* **WHAT YOU SHOULD DO**
Where a line of the material contains the string "baseball", copy that line.

---------------

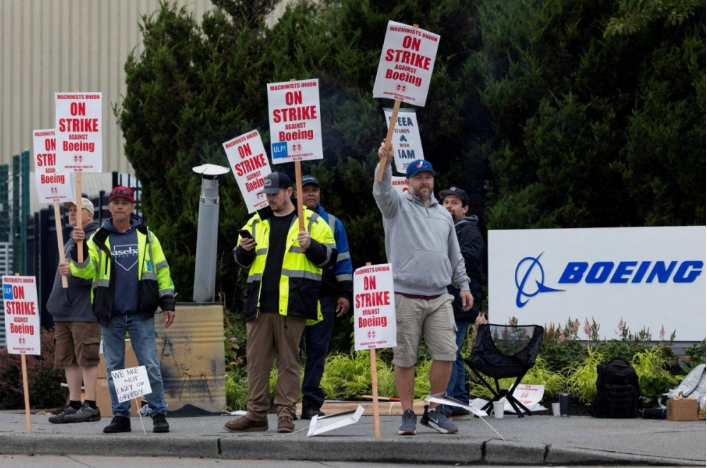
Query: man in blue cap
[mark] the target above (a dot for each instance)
(422, 246)
(335, 297)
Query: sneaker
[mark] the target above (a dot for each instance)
(285, 424)
(436, 420)
(118, 424)
(60, 418)
(458, 414)
(85, 414)
(160, 424)
(409, 424)
(243, 424)
(309, 411)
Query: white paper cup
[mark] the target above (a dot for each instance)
(498, 409)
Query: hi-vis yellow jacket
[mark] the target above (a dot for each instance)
(301, 275)
(155, 284)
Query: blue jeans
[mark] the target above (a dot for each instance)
(457, 381)
(316, 339)
(142, 338)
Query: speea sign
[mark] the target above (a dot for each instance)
(650, 277)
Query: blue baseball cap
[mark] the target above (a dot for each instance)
(419, 165)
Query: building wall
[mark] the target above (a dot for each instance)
(49, 46)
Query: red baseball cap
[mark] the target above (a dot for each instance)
(122, 191)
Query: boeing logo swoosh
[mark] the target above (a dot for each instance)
(534, 262)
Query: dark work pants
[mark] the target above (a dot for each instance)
(316, 340)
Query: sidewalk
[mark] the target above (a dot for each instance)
(535, 440)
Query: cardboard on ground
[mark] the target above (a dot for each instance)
(131, 383)
(443, 399)
(320, 425)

---------------

* **RESULT BELOW**
Query: blue baseball cap
Query: red baseball cap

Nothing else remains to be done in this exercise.